* **Page extract**:
+--

Experts Cast Doubt on the Viability of Hawaiian Nation-Building

The feasibility of both the state and federal push to create a sovereign Native Hawaiian nation was brought into sharp question today as two authorities with very different perspectives on the issue expressed their doubts as to whether either plan would come to fruition.

Hawaiian Sovereignty Sign

At a panel on Native Hawaiian issues sponsored by the Grassroot Institute of Hawaii and moderated by the think tank’s president Keli’i Akina, Ph.D., OHA Trustee Oswald Stender and former State Attorney General Michael Lilly fielded questions about the need to help Native Hawaiians, the justifications for Hawaiian sovereignty, and the probable results of the nation-building efforts.

Trustee Stender stressed the importance of providing Native Hawaiians with the tools necessary to improve their quality of life–especially in education and economic advancement. Stressing his belief that it was important to allow the people to determine whether they wished to form a Hawaiian nation, he expressed his private doubts as to whether it was practical or even likely to happen.  Trustee Stender clarified that his comments on the panel were not on behalf of the OHA Trustee board, but as a private individual.

Former AG Lilly agreed with Mr. Stender that there is a real value to organizations like OHA in their potential to help Native Hawaiians, but found the millions spent pursuing the Akaka Bill and nation-building process to be, “wasteful.” In addition, Mr. Lilly questioned the historical grounds for a race-based Hawaiian nation, pointing out that his own background (his ancestors were citizens of the Kingdom of Hawaii and loyalists to the Queen) highlights the inherent contradiction in creating a tribe from what was formerly a multi-racial government.

+--

* **To be done**:
a - In the article on Hawaiian nation-building, who moderated the panel on Native Hawaiian issues?
b - Print the passage of the Hawaiian nation-building article that begins at the words "The feasibility of" and stops after "the nation-building efforts.".

+--

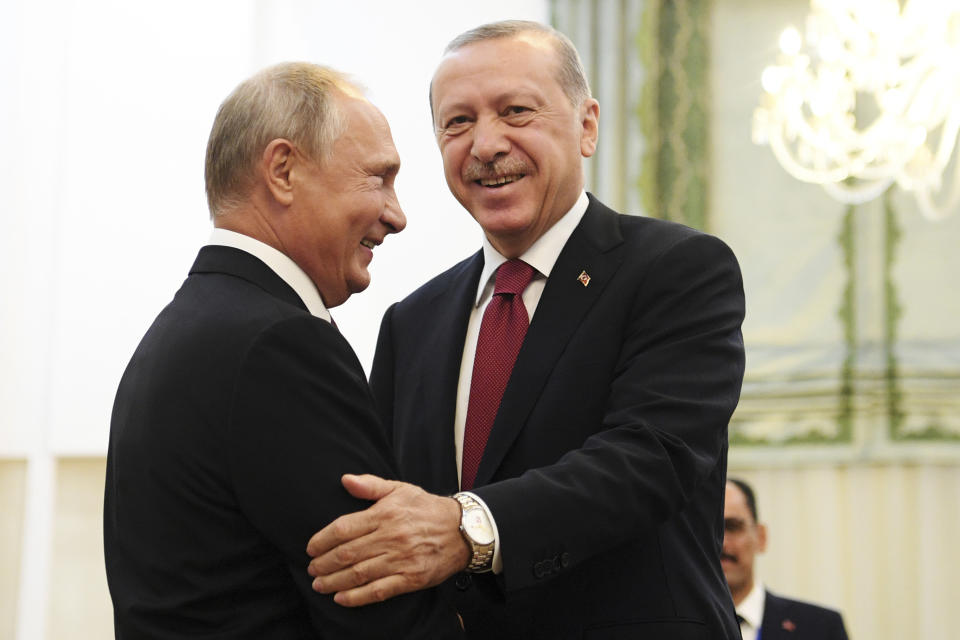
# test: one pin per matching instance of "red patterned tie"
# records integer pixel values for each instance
(504, 325)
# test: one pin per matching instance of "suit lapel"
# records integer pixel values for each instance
(440, 374)
(594, 248)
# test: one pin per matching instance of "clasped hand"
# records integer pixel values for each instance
(408, 540)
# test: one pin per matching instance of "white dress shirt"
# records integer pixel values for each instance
(279, 263)
(751, 610)
(541, 255)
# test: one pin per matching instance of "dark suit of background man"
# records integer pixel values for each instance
(604, 470)
(762, 613)
(243, 405)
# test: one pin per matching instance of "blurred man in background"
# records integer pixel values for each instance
(761, 613)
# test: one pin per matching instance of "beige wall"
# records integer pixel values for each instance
(12, 496)
(78, 605)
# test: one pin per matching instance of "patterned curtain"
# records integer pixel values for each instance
(853, 343)
(647, 62)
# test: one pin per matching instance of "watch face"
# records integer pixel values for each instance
(477, 526)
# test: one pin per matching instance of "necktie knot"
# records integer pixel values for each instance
(513, 276)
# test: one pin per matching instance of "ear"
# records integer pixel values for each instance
(761, 537)
(276, 165)
(589, 120)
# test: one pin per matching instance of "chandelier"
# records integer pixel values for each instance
(869, 97)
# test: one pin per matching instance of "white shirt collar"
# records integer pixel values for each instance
(751, 609)
(543, 253)
(279, 263)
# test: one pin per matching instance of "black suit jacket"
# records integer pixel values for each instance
(606, 463)
(232, 425)
(785, 619)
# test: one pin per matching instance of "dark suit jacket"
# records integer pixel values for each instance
(232, 425)
(785, 619)
(605, 466)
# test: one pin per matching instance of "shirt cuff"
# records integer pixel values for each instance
(497, 565)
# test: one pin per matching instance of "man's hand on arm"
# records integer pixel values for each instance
(408, 540)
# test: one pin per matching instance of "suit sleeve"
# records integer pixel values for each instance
(303, 416)
(675, 384)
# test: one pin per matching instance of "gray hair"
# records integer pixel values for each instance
(290, 100)
(570, 74)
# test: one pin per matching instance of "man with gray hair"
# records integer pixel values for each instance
(243, 404)
(570, 385)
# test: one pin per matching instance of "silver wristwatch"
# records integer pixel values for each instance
(477, 531)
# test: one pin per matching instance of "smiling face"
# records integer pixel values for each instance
(511, 140)
(344, 206)
(743, 539)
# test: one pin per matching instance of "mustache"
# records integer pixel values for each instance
(477, 170)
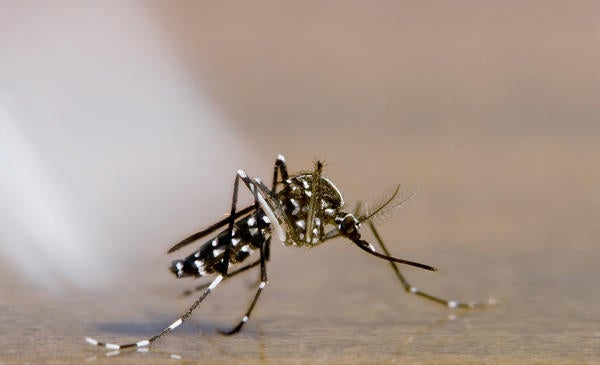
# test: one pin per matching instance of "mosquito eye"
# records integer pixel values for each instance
(348, 224)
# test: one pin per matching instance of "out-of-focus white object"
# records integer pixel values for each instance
(105, 142)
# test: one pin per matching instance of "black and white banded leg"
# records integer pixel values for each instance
(263, 244)
(279, 167)
(413, 290)
(172, 326)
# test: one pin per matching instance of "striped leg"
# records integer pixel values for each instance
(172, 326)
(233, 273)
(411, 289)
(261, 286)
(263, 268)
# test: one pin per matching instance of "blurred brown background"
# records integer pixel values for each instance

+--

* **Answers**:
a - Keli’i Akina, Ph.D., president of the Grassroot Institute of Hawaii.

b -
The feasibility of both the state and federal push to create a sovereign Native Hawaiian nation was brought into sharp question today as two authorities with very different perspectives on the issue expressed their doubts as to whether either plan would come to fruition.

Hawaiian Sovereignty Sign

At a panel on Native Hawaiian issues sponsored by the Grassroot Institute of Hawaii and moderated by the think tank’s president Keli’i Akina, Ph.D., OHA Trustee Oswald Stender and former State Attorney General Michael Lilly fielded questions about the need to help Native Hawaiians, the justifications for Hawaiian sovereignty, and the probable results of the nation-building efforts.